**Written problem**
Gather every line in the records below that contains the word "wall" and copy each one in full. Case counts.

━━━━━ Provided records ━━━━━

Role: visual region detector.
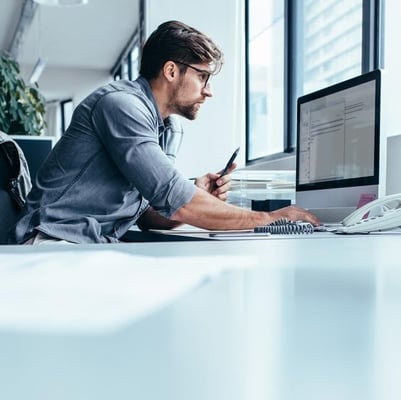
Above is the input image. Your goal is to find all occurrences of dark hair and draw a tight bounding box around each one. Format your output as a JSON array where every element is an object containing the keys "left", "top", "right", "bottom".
[{"left": 140, "top": 21, "right": 223, "bottom": 80}]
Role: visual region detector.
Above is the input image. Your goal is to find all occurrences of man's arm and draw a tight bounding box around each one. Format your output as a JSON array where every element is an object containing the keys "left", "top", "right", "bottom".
[
  {"left": 171, "top": 188, "right": 319, "bottom": 230},
  {"left": 136, "top": 207, "right": 182, "bottom": 231}
]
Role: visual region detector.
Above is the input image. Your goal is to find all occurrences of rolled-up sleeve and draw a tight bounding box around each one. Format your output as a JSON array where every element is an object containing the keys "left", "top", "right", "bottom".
[{"left": 92, "top": 92, "right": 195, "bottom": 218}]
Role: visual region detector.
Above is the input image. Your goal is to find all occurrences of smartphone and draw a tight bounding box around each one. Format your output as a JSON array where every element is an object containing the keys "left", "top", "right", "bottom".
[{"left": 220, "top": 147, "right": 240, "bottom": 176}]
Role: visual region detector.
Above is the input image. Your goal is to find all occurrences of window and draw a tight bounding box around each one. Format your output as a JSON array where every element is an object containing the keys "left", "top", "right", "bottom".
[{"left": 246, "top": 0, "right": 380, "bottom": 163}]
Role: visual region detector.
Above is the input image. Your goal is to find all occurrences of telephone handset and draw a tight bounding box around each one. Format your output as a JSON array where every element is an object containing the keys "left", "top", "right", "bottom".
[{"left": 336, "top": 193, "right": 401, "bottom": 233}]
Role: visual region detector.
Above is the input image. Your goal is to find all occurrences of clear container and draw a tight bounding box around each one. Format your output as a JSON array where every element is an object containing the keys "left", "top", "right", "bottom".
[{"left": 228, "top": 170, "right": 295, "bottom": 209}]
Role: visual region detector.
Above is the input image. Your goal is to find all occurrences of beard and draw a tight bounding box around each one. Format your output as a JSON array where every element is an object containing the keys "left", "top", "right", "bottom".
[{"left": 169, "top": 81, "right": 200, "bottom": 121}]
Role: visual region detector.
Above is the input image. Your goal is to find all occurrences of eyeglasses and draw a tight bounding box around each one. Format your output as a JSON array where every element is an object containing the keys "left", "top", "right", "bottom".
[{"left": 171, "top": 60, "right": 212, "bottom": 89}]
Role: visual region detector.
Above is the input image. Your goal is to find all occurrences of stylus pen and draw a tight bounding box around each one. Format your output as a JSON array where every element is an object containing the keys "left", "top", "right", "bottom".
[
  {"left": 213, "top": 147, "right": 240, "bottom": 190},
  {"left": 220, "top": 147, "right": 240, "bottom": 178}
]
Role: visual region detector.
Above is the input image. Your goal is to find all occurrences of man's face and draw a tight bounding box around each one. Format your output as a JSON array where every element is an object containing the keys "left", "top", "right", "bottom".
[{"left": 169, "top": 64, "right": 213, "bottom": 120}]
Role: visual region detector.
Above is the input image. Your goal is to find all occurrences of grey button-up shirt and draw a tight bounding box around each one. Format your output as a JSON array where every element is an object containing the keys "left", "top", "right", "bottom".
[{"left": 10, "top": 77, "right": 195, "bottom": 243}]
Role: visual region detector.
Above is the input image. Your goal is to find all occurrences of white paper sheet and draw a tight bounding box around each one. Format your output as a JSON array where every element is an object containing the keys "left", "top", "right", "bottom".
[{"left": 0, "top": 249, "right": 256, "bottom": 333}]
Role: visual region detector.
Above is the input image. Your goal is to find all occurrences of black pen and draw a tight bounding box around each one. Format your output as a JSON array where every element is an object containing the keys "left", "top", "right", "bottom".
[
  {"left": 213, "top": 147, "right": 240, "bottom": 190},
  {"left": 220, "top": 147, "right": 240, "bottom": 178}
]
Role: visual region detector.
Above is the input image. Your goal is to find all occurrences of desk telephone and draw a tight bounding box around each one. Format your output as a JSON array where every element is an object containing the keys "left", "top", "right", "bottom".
[{"left": 336, "top": 193, "right": 401, "bottom": 233}]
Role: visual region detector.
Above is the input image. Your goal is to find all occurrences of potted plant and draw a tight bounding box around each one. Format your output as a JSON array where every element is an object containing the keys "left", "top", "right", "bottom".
[{"left": 0, "top": 53, "right": 46, "bottom": 135}]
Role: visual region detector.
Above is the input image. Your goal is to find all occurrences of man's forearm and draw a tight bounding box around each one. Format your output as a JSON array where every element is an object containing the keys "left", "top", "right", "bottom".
[{"left": 171, "top": 189, "right": 268, "bottom": 229}]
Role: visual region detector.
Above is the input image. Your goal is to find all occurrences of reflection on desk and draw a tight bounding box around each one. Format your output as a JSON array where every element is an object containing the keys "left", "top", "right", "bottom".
[{"left": 0, "top": 235, "right": 401, "bottom": 400}]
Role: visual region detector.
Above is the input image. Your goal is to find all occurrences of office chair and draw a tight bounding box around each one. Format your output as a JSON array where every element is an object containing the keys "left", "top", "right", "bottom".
[{"left": 0, "top": 136, "right": 30, "bottom": 244}]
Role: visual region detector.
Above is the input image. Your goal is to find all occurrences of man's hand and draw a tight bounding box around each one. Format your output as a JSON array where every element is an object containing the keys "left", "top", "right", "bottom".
[{"left": 195, "top": 163, "right": 237, "bottom": 201}]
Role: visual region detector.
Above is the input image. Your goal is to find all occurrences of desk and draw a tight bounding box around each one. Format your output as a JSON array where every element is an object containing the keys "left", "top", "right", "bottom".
[{"left": 0, "top": 234, "right": 401, "bottom": 400}]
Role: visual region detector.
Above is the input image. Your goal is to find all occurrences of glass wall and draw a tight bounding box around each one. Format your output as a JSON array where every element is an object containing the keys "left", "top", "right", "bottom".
[{"left": 246, "top": 0, "right": 380, "bottom": 162}]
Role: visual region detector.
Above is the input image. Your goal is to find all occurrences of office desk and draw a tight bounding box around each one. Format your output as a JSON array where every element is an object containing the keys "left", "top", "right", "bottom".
[{"left": 0, "top": 234, "right": 401, "bottom": 400}]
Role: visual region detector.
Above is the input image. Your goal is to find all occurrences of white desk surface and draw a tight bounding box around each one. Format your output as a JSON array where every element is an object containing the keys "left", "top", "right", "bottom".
[{"left": 0, "top": 234, "right": 401, "bottom": 400}]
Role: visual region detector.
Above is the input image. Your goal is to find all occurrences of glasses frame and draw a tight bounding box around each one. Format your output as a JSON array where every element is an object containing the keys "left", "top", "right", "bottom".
[{"left": 171, "top": 60, "right": 212, "bottom": 89}]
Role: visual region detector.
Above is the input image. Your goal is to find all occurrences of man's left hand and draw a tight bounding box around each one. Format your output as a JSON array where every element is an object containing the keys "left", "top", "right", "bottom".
[{"left": 195, "top": 163, "right": 237, "bottom": 201}]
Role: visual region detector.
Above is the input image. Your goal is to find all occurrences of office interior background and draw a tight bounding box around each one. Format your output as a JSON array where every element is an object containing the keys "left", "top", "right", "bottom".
[{"left": 0, "top": 0, "right": 401, "bottom": 188}]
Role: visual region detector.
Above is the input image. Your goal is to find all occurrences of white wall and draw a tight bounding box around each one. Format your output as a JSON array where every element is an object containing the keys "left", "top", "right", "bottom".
[{"left": 146, "top": 0, "right": 245, "bottom": 177}]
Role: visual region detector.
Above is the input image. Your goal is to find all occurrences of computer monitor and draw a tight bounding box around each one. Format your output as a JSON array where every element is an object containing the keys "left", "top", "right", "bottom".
[{"left": 296, "top": 70, "right": 381, "bottom": 222}]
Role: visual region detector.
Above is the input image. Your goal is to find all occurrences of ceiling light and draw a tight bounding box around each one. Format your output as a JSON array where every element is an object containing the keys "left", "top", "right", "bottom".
[
  {"left": 33, "top": 0, "right": 88, "bottom": 7},
  {"left": 29, "top": 58, "right": 47, "bottom": 85}
]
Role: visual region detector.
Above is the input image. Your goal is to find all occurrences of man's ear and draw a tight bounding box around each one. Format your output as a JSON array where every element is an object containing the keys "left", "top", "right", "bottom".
[{"left": 163, "top": 61, "right": 178, "bottom": 82}]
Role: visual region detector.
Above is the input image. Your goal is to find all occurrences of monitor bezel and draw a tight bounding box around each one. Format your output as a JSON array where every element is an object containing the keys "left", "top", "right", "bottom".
[{"left": 295, "top": 69, "right": 381, "bottom": 192}]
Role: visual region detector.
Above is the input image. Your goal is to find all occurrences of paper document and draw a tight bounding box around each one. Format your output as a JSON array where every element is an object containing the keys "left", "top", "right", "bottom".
[{"left": 0, "top": 250, "right": 256, "bottom": 333}]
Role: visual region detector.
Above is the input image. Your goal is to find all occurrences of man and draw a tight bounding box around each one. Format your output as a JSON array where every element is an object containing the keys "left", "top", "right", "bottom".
[{"left": 10, "top": 21, "right": 318, "bottom": 244}]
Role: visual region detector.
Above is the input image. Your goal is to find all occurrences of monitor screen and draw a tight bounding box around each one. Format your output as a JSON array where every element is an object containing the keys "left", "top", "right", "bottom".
[{"left": 296, "top": 70, "right": 380, "bottom": 223}]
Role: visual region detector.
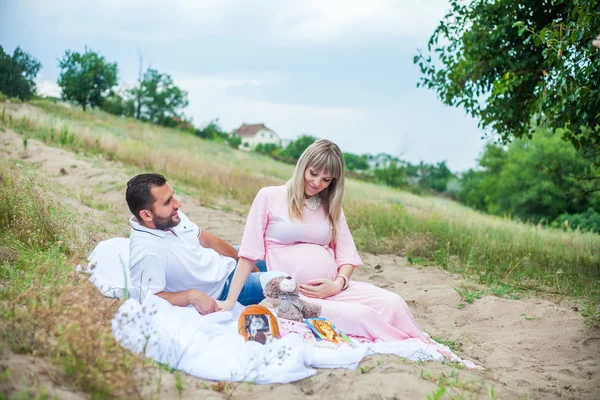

━━━━━

**Correct response**
Above is the input image. Your goal is to find all occurrences of glass wall and draw a tight bounding box around each one. Format your output as a JSON array where every element is an object containing the keys "left", "top", "right", "bottom".
Above is the input image. Your goal is to find all occurrences of white wall and draw a tight bounding box around each one. Format your output as a JSON array where every element is an object containing the keys "left", "top", "right", "bottom".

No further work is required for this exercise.